> [TRY IT]: Report each line of the entries below that has the word "like" in it.

== Segment start ==

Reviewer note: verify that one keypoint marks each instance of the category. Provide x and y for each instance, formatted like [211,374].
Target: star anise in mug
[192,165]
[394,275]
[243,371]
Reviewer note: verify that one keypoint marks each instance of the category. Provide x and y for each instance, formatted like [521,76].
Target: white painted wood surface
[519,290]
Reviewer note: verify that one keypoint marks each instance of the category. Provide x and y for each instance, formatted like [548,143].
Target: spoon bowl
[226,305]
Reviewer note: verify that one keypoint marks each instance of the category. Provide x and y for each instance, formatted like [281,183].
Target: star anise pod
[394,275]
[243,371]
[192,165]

== Segment end ==
== Segment start ==

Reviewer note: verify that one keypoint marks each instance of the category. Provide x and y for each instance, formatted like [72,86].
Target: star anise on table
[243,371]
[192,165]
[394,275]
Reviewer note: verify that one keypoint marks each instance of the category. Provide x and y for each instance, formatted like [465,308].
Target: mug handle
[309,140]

== Segment end ==

> [TASK ANSWER]:
Reviewer note: verify that one keypoint marks each instance of the category. Provide x and y for each instance, formatted like [211,374].
Reviewer note: verify that one keypoint marks each instance of the category. Provide x and y for each instance, formatted like [521,76].
Reviewer note: verify that one keypoint marks each instance of the category. Provide x and y for each instance, formatted like [548,143].
Reviewer note: verify that one keypoint marks each instance of the category. Provide x and y for each instance, formatted like [281,183].
Reviewer note: verify that one keypoint marks each instance of the category. Provide x and y for each instance, formatted like [72,86].
Reviewer note: verify that one keypoint marks each instance of the category. Provide x and y for each instance, formatted like [465,308].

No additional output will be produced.